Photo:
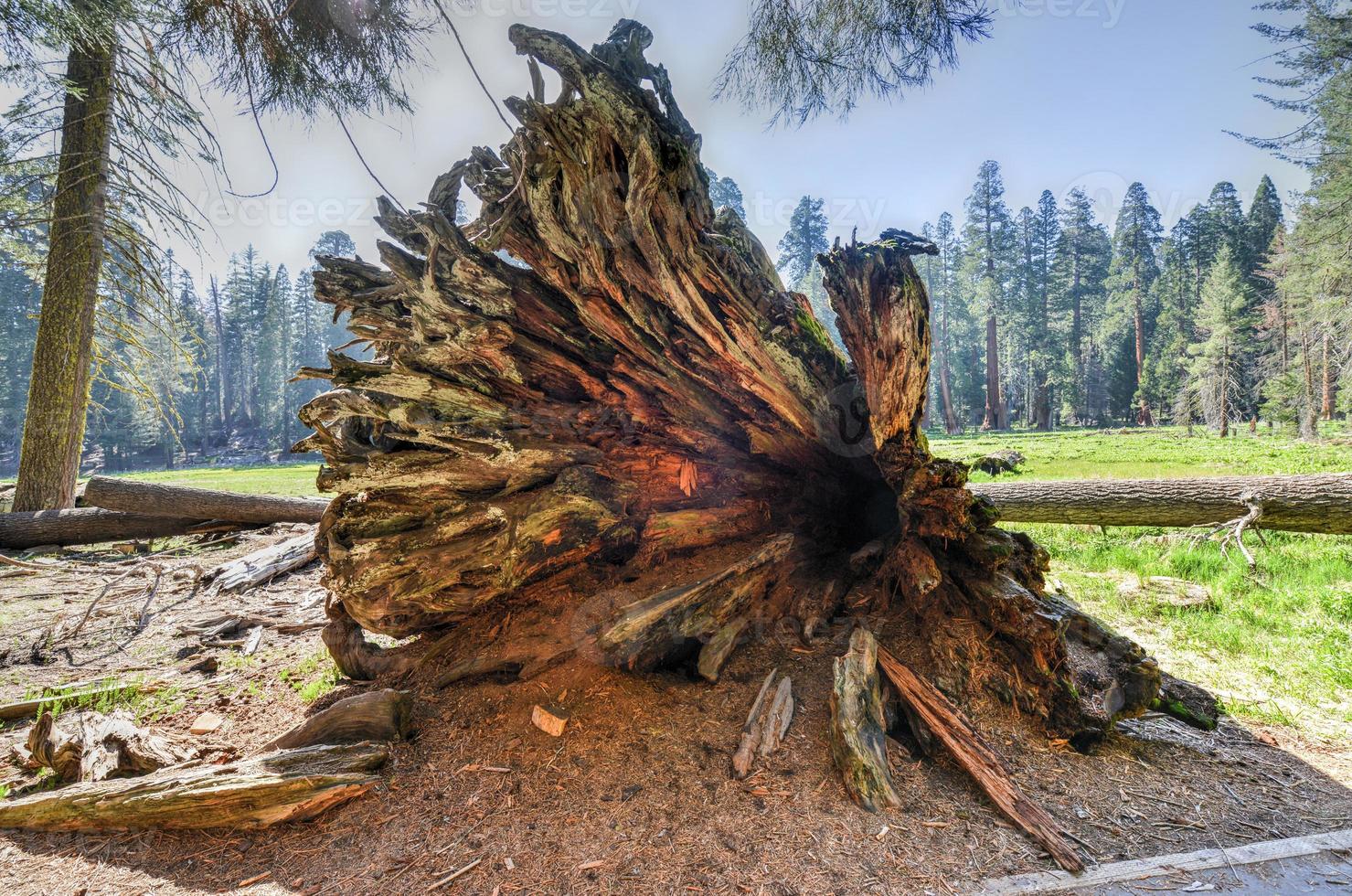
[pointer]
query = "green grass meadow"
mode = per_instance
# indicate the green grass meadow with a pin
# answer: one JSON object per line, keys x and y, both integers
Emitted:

:::

Pull every line of text out of the material above and reproduce it character for character, leaving out the pictures.

Photo:
[pointer]
query = "green grass meadow"
mode = per_instance
# indicate the green grass meadow with a pin
# answer: one JSON object per line, keys x and y, both integers
Emitted:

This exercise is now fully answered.